[À FAIRE]
**a.** Répondez, s'il vous plaît, à ces questions sur le texte consacré aux gilets jaunes de la place des Fêtes :
(i) Quel soir de la semaine se tient l'assemblée générale ?
(ii) Depuis combien de temps Michel est-il à la rue ?
(iii) À quelle date la police est-elle venue détruire la première cabane ?
**b.** Poursuivez, s'il vous plaît, le texte sur les gilets jaunes de la place des Fêtes à partir de sa dernière phrase.

[TEXTE FOURNI]
=====

Place des fêtes, Paris 19ème – Ce 9 mars, à la nuit tombante, ils sont une vingtaine assis dans le froid sur des chaises colorées et des tabourets en bois. La plupart ont un gilet jaune sur les épaules. Tous les mardis soir sur la place des Fêtes, c’est jour d’assemblée générale. Faute de ronds-points, les gilets jaunes parisiens se sont installés aux pieds des tours du 19e arrondissement. Voilà bientôt deux mois que ça dure. C’est le seul point de ralliement qui a tenu aussi longtemps dans la capitale.
« On lutte contre la politique inadmissible du gouvernement actuel », assure Michel en se servant un café. Le quadragénaire, à la rue depuis trois ans maintenant, est depuis le début le gardien des lieux, présent jours et nuits. Mi-février, quand des gilets jaunes du quartier rencontrés lors d’une assemblée générale décident de construire une cabane, il se lance dans le projet. À l’aide de quelques palettes peintes en jaune et d’une bâche bleue, ils érigent ensemble un abri de fortune. « On voulait rassembler les gens du coin », détaille cet homme au bouc poivre et sel.
Une nouvelle cabane
La première cabane ne tiendra pas bien longtemps. Le 6 mars, sur les coups des deux heures du mat’, la police débarque accompagnée d’agents municipaux. Ils ont ordre de détruire la bicoque. En quelques minutes à peine, l’affaire est pliée. Michel n’est alors pas sur place. « J’ai perdu tous mes papiers lors de la démolition, dix ans de vie à la poubelle », s’insurge le SDF.

=====

[MATÉRIEL FOURNI]
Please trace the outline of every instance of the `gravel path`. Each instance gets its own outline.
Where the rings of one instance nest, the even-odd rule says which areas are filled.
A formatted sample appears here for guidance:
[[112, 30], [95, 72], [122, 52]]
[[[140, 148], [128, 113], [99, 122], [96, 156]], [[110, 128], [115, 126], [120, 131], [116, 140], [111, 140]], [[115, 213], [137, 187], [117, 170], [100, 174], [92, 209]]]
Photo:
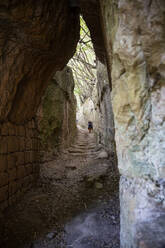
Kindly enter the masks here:
[[38, 186], [0, 219], [3, 248], [119, 248], [119, 176], [94, 134], [43, 163]]

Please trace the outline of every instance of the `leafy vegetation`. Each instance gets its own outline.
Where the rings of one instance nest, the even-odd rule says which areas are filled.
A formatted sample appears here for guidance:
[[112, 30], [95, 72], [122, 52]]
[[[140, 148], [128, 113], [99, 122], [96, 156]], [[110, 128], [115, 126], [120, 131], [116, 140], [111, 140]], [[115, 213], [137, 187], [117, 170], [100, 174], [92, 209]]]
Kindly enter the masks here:
[[92, 95], [91, 92], [96, 84], [96, 57], [90, 31], [82, 16], [80, 26], [80, 40], [69, 66], [73, 70], [75, 79], [75, 95], [81, 104]]

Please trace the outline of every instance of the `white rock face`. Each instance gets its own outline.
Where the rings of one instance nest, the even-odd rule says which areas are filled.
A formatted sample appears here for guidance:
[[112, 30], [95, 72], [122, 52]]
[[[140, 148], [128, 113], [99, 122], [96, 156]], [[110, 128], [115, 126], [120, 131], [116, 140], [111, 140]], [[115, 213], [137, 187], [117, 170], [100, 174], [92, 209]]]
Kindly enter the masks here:
[[164, 247], [165, 1], [103, 0], [101, 7], [124, 178], [121, 248]]

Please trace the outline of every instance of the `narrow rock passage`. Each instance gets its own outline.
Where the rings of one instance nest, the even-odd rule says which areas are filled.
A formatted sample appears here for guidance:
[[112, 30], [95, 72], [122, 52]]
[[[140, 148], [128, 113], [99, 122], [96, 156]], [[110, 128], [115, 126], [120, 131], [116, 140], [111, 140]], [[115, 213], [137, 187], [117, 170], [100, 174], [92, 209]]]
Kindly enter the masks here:
[[1, 217], [3, 248], [119, 248], [119, 176], [93, 133], [43, 163], [37, 188]]

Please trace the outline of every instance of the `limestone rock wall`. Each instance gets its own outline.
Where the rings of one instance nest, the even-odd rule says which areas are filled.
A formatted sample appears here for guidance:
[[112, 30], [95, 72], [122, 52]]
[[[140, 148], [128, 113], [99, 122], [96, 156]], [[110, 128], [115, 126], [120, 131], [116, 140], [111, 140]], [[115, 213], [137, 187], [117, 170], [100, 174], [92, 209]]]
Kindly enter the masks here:
[[0, 125], [0, 210], [16, 202], [36, 181], [39, 150], [34, 120]]
[[78, 39], [79, 13], [67, 0], [0, 1], [2, 208], [39, 175], [36, 111], [50, 79], [74, 54]]
[[76, 135], [76, 99], [72, 70], [66, 66], [50, 81], [39, 107], [38, 129], [47, 151], [69, 146]]
[[122, 175], [121, 247], [164, 247], [165, 2], [100, 5]]
[[0, 37], [0, 120], [24, 123], [74, 54], [79, 14], [67, 0], [1, 1]]

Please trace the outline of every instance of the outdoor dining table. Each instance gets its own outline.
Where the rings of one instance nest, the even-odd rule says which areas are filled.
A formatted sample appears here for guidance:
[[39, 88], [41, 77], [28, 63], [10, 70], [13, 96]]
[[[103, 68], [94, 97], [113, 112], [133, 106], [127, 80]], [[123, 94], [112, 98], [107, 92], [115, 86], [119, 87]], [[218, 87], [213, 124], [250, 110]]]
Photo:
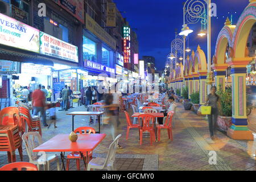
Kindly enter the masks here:
[[[72, 142], [69, 134], [59, 134], [33, 150], [34, 152], [60, 152], [62, 166], [65, 171], [64, 159], [65, 152], [80, 152], [85, 170], [88, 164], [88, 152], [92, 151], [106, 137], [105, 134], [78, 134], [76, 142]], [[83, 152], [86, 153], [86, 161]], [[62, 169], [62, 168], [61, 168]]]
[[[139, 115], [142, 114], [150, 114], [154, 116], [155, 118], [164, 118], [164, 113], [135, 113], [133, 114], [131, 117], [133, 118], [137, 118]], [[155, 128], [155, 138], [156, 141], [158, 140], [158, 136], [156, 135], [156, 119], [154, 119], [154, 127]]]
[[98, 117], [98, 131], [96, 131], [96, 133], [101, 133], [101, 115], [104, 113], [104, 111], [73, 111], [72, 113], [67, 113], [67, 115], [72, 115], [72, 131], [74, 131], [74, 118], [76, 115], [97, 115]]

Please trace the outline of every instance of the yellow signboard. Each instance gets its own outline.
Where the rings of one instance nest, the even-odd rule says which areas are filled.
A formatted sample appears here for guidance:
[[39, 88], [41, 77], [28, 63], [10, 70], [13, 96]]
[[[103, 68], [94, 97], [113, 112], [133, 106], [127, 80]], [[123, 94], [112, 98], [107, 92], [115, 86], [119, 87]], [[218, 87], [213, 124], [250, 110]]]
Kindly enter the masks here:
[[115, 5], [107, 2], [107, 27], [115, 27]]
[[88, 14], [85, 15], [85, 28], [106, 43], [114, 50], [115, 50], [117, 43], [115, 40], [101, 28]]

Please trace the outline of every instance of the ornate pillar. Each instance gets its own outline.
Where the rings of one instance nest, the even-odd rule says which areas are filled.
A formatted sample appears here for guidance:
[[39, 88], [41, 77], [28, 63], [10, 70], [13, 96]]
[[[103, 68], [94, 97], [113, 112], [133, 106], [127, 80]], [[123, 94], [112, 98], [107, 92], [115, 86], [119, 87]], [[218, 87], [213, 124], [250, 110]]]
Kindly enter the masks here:
[[190, 95], [193, 93], [193, 76], [188, 75], [188, 99], [190, 99]]
[[227, 134], [234, 139], [253, 140], [253, 133], [247, 127], [246, 115], [246, 66], [249, 62], [242, 60], [228, 63], [232, 67], [232, 126]]
[[193, 92], [199, 91], [199, 75], [192, 73], [193, 76]]
[[217, 90], [220, 90], [221, 87], [224, 91], [226, 86], [226, 70], [228, 68], [227, 64], [214, 64], [212, 66], [214, 70], [215, 85]]
[[198, 71], [199, 74], [199, 93], [200, 98], [200, 105], [204, 105], [205, 103], [205, 101], [207, 96], [207, 85], [206, 84], [207, 77], [207, 71]]

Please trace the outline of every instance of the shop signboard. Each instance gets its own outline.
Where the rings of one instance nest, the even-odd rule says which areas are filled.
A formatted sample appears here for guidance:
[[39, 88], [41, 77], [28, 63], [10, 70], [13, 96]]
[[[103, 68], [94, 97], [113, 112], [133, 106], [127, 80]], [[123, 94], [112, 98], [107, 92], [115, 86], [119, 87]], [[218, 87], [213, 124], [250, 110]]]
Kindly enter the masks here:
[[19, 73], [20, 63], [0, 60], [1, 74], [16, 74]]
[[[105, 65], [102, 65], [99, 63], [97, 63], [89, 60], [84, 61], [84, 67], [85, 68], [89, 68], [99, 71], [101, 72], [105, 72], [109, 73], [115, 74], [115, 69], [111, 68]], [[103, 73], [103, 72], [102, 72]]]
[[77, 47], [41, 31], [40, 52], [46, 55], [79, 62]]
[[115, 27], [115, 5], [113, 2], [107, 2], [107, 27]]
[[0, 44], [39, 53], [39, 30], [0, 13]]
[[85, 15], [85, 28], [109, 45], [112, 49], [115, 50], [115, 40], [87, 14]]
[[69, 12], [79, 21], [84, 23], [84, 1], [81, 0], [52, 0]]
[[115, 74], [123, 75], [123, 67], [115, 64]]

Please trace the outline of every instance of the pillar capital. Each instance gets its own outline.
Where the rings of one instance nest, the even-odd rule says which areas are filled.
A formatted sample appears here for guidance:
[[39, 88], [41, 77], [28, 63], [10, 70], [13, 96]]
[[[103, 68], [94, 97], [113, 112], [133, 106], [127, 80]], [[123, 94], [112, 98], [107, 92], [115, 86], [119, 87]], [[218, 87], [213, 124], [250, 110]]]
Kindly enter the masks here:
[[228, 64], [214, 64], [212, 65], [212, 68], [216, 72], [225, 71], [228, 67]]

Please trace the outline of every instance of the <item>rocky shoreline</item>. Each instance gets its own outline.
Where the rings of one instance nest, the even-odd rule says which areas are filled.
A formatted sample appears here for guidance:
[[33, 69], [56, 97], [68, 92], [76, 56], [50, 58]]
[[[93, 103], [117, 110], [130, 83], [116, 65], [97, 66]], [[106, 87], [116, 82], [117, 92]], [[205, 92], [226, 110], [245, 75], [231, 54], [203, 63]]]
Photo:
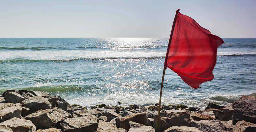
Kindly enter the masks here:
[[8, 90], [0, 95], [0, 131], [256, 131], [256, 97], [204, 110], [183, 105], [71, 105], [46, 92]]

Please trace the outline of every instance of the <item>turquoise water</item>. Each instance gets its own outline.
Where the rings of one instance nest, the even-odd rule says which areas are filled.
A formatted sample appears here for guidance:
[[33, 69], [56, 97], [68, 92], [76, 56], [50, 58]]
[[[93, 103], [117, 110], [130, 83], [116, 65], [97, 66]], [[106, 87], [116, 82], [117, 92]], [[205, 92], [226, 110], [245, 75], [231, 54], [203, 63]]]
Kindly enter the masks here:
[[[168, 39], [0, 38], [0, 93], [47, 91], [71, 104], [158, 102]], [[256, 92], [256, 38], [224, 38], [212, 81], [191, 88], [167, 70], [162, 101], [202, 107]]]

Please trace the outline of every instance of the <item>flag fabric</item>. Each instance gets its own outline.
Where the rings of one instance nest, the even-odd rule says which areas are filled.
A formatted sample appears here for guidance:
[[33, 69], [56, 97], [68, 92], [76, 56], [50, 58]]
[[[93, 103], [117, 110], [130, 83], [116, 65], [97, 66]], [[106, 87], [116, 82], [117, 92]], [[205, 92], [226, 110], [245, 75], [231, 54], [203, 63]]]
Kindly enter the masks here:
[[176, 11], [164, 66], [192, 88], [197, 88], [202, 83], [213, 79], [217, 49], [224, 42], [179, 11]]

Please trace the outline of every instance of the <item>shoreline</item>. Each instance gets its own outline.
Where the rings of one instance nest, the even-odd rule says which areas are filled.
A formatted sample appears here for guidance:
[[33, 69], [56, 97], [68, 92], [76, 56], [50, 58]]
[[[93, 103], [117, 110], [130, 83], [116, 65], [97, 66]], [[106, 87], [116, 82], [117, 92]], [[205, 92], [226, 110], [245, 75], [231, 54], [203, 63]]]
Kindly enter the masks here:
[[[247, 104], [248, 103], [250, 105]], [[251, 119], [256, 119], [253, 115], [256, 109], [255, 94], [242, 96], [226, 106], [210, 103], [204, 109], [182, 105], [163, 105], [159, 126], [156, 124], [157, 103], [142, 106], [118, 103], [115, 106], [103, 104], [87, 107], [71, 105], [61, 97], [46, 92], [7, 90], [0, 95], [0, 130], [151, 132], [158, 128], [160, 131], [180, 129], [231, 131], [245, 125], [250, 129], [256, 128]], [[239, 109], [241, 106], [246, 109]], [[236, 112], [237, 109], [242, 111]], [[248, 109], [251, 111], [243, 111]], [[242, 117], [242, 112], [252, 116]], [[239, 116], [234, 117], [237, 115]], [[245, 120], [245, 123], [242, 122]]]

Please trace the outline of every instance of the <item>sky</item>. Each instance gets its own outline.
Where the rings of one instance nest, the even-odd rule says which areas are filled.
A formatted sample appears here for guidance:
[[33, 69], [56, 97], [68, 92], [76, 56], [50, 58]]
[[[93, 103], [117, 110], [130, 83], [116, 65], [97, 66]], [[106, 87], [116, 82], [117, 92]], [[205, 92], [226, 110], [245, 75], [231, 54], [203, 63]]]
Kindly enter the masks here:
[[255, 0], [0, 0], [0, 38], [168, 38], [179, 8], [221, 38], [256, 38]]

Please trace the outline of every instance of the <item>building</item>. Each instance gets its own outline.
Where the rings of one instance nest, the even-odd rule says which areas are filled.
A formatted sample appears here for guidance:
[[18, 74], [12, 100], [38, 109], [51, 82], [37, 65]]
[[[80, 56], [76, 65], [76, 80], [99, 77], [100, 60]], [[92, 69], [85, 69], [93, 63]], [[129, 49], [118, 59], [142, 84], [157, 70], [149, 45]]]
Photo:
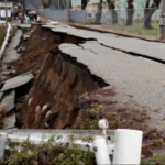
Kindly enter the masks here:
[[[98, 3], [100, 0], [89, 0], [87, 10], [96, 10], [98, 9]], [[80, 10], [81, 9], [81, 0], [72, 0], [72, 6], [74, 10]], [[106, 0], [103, 0], [103, 6], [106, 6]]]
[[8, 18], [11, 18], [11, 13], [21, 8], [22, 3], [20, 3], [20, 0], [7, 0], [7, 7], [4, 0], [0, 0], [0, 19], [6, 18], [6, 9]]
[[[100, 0], [89, 0], [87, 10], [96, 10], [98, 8], [98, 3]], [[112, 0], [116, 1], [117, 10], [125, 10], [128, 2], [127, 0]], [[146, 0], [134, 0], [134, 8], [135, 9], [144, 9]], [[150, 1], [151, 3], [153, 0]], [[73, 9], [80, 10], [81, 9], [81, 0], [72, 0]], [[107, 8], [107, 0], [103, 0], [103, 8]]]
[[4, 0], [0, 0], [0, 19], [6, 18], [6, 8], [7, 8], [8, 18], [11, 18], [11, 12], [13, 10], [13, 1], [8, 0], [6, 7]]

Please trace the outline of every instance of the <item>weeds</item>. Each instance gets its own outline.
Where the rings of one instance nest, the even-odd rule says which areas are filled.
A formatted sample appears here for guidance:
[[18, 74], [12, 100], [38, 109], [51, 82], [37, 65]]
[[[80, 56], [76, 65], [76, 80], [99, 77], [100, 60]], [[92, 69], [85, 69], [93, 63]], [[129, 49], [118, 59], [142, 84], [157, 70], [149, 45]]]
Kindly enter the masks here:
[[20, 151], [14, 145], [6, 154], [3, 165], [40, 165], [40, 164], [85, 164], [95, 165], [95, 155], [89, 151], [84, 151], [80, 145], [75, 144], [75, 138], [68, 136], [66, 143], [56, 142], [58, 136], [52, 136], [47, 142], [38, 145], [25, 141]]

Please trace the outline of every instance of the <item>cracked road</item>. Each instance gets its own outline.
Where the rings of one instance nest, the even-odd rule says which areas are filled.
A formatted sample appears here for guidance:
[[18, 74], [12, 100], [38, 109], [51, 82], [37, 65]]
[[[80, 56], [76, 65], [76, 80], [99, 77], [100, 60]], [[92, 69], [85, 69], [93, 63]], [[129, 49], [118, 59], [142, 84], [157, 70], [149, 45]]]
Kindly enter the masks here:
[[[89, 70], [116, 87], [117, 99], [129, 101], [134, 108], [150, 109], [150, 127], [162, 128], [165, 118], [165, 45], [140, 38], [77, 30], [68, 25], [43, 25], [54, 33], [88, 40], [82, 44], [62, 44], [59, 50], [86, 65]], [[90, 41], [90, 40], [96, 41]], [[134, 56], [142, 55], [142, 56]], [[153, 59], [152, 59], [153, 58]], [[161, 63], [155, 59], [161, 61]], [[160, 110], [155, 112], [154, 110]]]

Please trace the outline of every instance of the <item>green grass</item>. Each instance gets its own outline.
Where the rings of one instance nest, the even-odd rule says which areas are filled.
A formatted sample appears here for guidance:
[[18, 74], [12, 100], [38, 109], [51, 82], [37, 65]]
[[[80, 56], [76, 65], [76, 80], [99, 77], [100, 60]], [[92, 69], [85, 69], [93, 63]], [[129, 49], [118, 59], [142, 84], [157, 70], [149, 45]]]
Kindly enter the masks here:
[[125, 31], [125, 32], [132, 32], [136, 34], [142, 35], [152, 35], [152, 36], [158, 36], [158, 29], [160, 29], [160, 22], [152, 22], [153, 30], [144, 30], [143, 29], [143, 22], [136, 21], [133, 25], [125, 25], [124, 21], [121, 21], [121, 24], [113, 24], [109, 25], [109, 29], [119, 30], [119, 31]]
[[7, 31], [6, 26], [0, 26], [0, 47], [3, 43], [4, 37], [6, 37], [6, 31]]

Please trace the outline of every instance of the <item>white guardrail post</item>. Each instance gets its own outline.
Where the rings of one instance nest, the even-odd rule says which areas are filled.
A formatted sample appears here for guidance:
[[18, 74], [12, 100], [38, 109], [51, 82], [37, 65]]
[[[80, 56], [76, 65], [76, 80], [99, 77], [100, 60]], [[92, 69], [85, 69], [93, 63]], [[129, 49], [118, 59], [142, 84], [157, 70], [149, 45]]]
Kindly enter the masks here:
[[2, 54], [3, 54], [4, 50], [6, 50], [6, 46], [8, 44], [8, 40], [9, 40], [9, 36], [10, 36], [10, 30], [11, 30], [11, 25], [10, 25], [10, 23], [8, 23], [7, 34], [6, 34], [4, 41], [2, 43], [2, 46], [0, 47], [0, 59], [2, 57]]
[[[4, 148], [10, 150], [7, 144], [7, 136], [11, 142], [23, 143], [25, 140], [31, 141], [35, 145], [41, 142], [47, 142], [48, 139], [55, 133], [56, 135], [62, 135], [62, 140], [57, 140], [61, 143], [65, 143], [68, 135], [74, 135], [75, 143], [84, 146], [89, 146], [90, 151], [95, 153], [96, 162], [98, 165], [122, 165], [122, 164], [135, 164], [139, 165], [141, 162], [141, 148], [142, 148], [142, 136], [143, 132], [138, 130], [128, 130], [128, 129], [117, 129], [114, 132], [112, 130], [106, 131], [109, 123], [106, 119], [102, 119], [98, 123], [99, 128], [102, 129], [102, 135], [100, 131], [80, 131], [75, 130], [72, 133], [72, 130], [15, 130], [7, 132], [2, 130], [0, 133], [0, 160], [4, 156]], [[89, 131], [89, 132], [88, 132]], [[97, 131], [97, 133], [96, 133]], [[107, 132], [108, 136], [107, 138]], [[113, 132], [113, 133], [112, 133]], [[94, 134], [95, 133], [95, 134]], [[43, 139], [44, 134], [44, 139]], [[84, 142], [81, 138], [84, 136], [94, 136], [91, 142]], [[82, 136], [81, 136], [82, 135]], [[111, 138], [111, 140], [109, 140]], [[21, 145], [18, 145], [18, 150]], [[113, 152], [114, 151], [114, 152]], [[113, 161], [110, 160], [110, 155], [113, 155]], [[111, 163], [112, 162], [112, 163]]]
[[141, 162], [142, 136], [142, 131], [116, 130], [113, 164], [139, 165]]

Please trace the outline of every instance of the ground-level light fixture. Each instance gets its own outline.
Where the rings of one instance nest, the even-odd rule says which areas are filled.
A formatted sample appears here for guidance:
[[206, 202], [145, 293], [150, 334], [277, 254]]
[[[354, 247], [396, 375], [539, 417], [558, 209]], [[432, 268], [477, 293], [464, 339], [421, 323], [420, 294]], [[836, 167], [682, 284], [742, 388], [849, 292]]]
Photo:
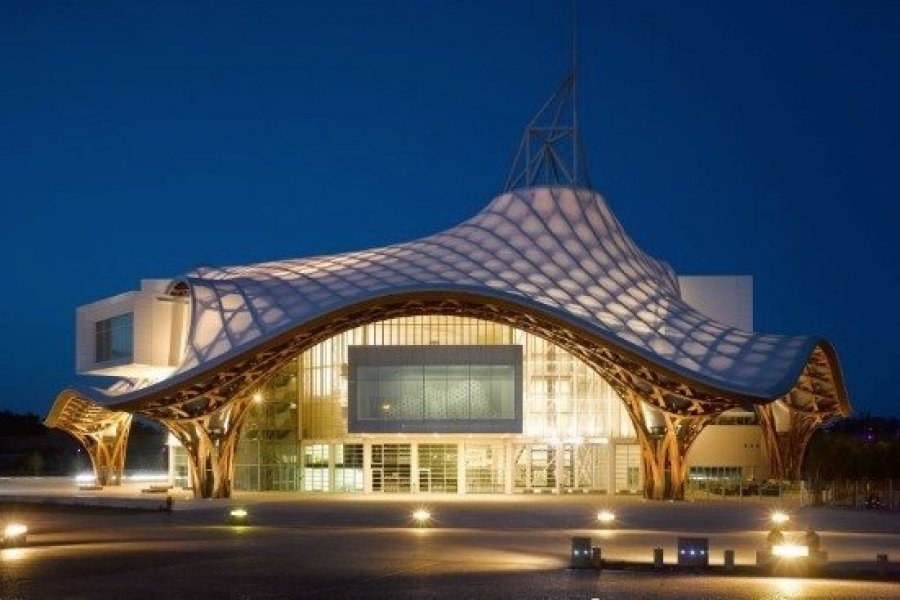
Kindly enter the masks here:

=====

[RÉPONSES]
**a.**
(i) Le mardi soir.
(ii) Depuis trois ans.
(iii) Le 6 mars.

**b.**
Michel, SDF depuis trois ans. / Crédits : Léo Derivot
Même en AG, faut pas lâcher. / Crédits : Léo Derivot
Les gilets jaunes de Place des Fêtes ne baissent pas les bras pour autant. « On avait eu l’occasion de discuter avec des associations du quartier et quand notre cabane a été détruite, ils ont accepté de me passer les Clés du Capla », rembobine Michel. Le Capla est un cabanon associatif installé depuis 2016 pour favoriser le lien social entre les habitants du quartier. Composé de deux conteneurs posés au centre de la place des Fêtes couronné d’un toit à pois orange, il est géré par une dizaine d’associations du coin.
Yoann le Casque Blanc. / Crédits : Léo Derivot
Un cabanon fait de deux conteneurs. / Crédits : Léo Derivot
En tenu de chantier, Yoann raconte son week-end à ses camarades. Ce gilet jaune est Streetmedic. Il revient de Toulouse, où il a manifesté le dernier samedi. « C’était le bordel ! On a fait courir la police jusqu’à une heure du matin. » Sans emploi, il rêve de travailler dans le milieu de l’équitation. Le coût élevé des produits de soins et d’alimentation pour chevaux le révolte. « C’est à cause des taxes », juge le jeune homme coiffé d’un casque blanc. Venu du 95, il a rencontré les gens de « la cabane » au cours d’une manifestation et s’est attaché à ce drôle d’endroit. Il apprécie cet espace de vie chaleureux où « tout le monde échange ». Alors il essaye d’y passer chaque semaine.
Se retrouver
Valentin, lui, rentre de Saint-Nazaire. Il a participé au second rassemblement national des Gilets jaunes, sorte d’AG des AG du mouvement. « Il y avait beaucoup de zadistes. » Emmitouflé dans son bombers noir, le jeune cinéaste fait un compte-rendu des échanges. « Tout le monde raconte que ce n’est pas simple de travailler en collectif », rapporte-t-il. Il conclut :
« Pour que le mouvement continue et touche plus de monde, il faut trouver des buts communs, des idées concrètes. »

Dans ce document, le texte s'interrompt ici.